= GIVEN INFORMATION =
....

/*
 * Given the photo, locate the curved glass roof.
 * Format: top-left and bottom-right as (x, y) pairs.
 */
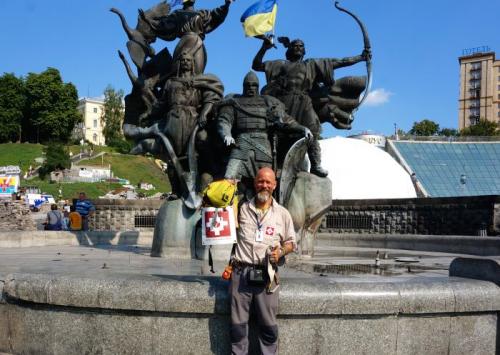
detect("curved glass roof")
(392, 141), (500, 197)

....

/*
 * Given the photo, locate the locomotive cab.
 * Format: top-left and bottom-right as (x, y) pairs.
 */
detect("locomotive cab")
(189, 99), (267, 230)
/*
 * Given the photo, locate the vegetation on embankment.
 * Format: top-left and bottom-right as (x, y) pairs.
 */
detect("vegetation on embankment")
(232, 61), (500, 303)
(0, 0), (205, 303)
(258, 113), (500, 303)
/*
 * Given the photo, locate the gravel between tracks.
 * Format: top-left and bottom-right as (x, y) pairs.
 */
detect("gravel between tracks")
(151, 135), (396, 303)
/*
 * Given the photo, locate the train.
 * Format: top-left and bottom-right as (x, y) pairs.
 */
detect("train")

....

= TASK REQUIREMENTS =
Show every line of the records that contains the word "tracks".

= EXPECTED OUTPUT =
 * Given the photo, locate the gravel between tracks.
detect("gravel between tracks")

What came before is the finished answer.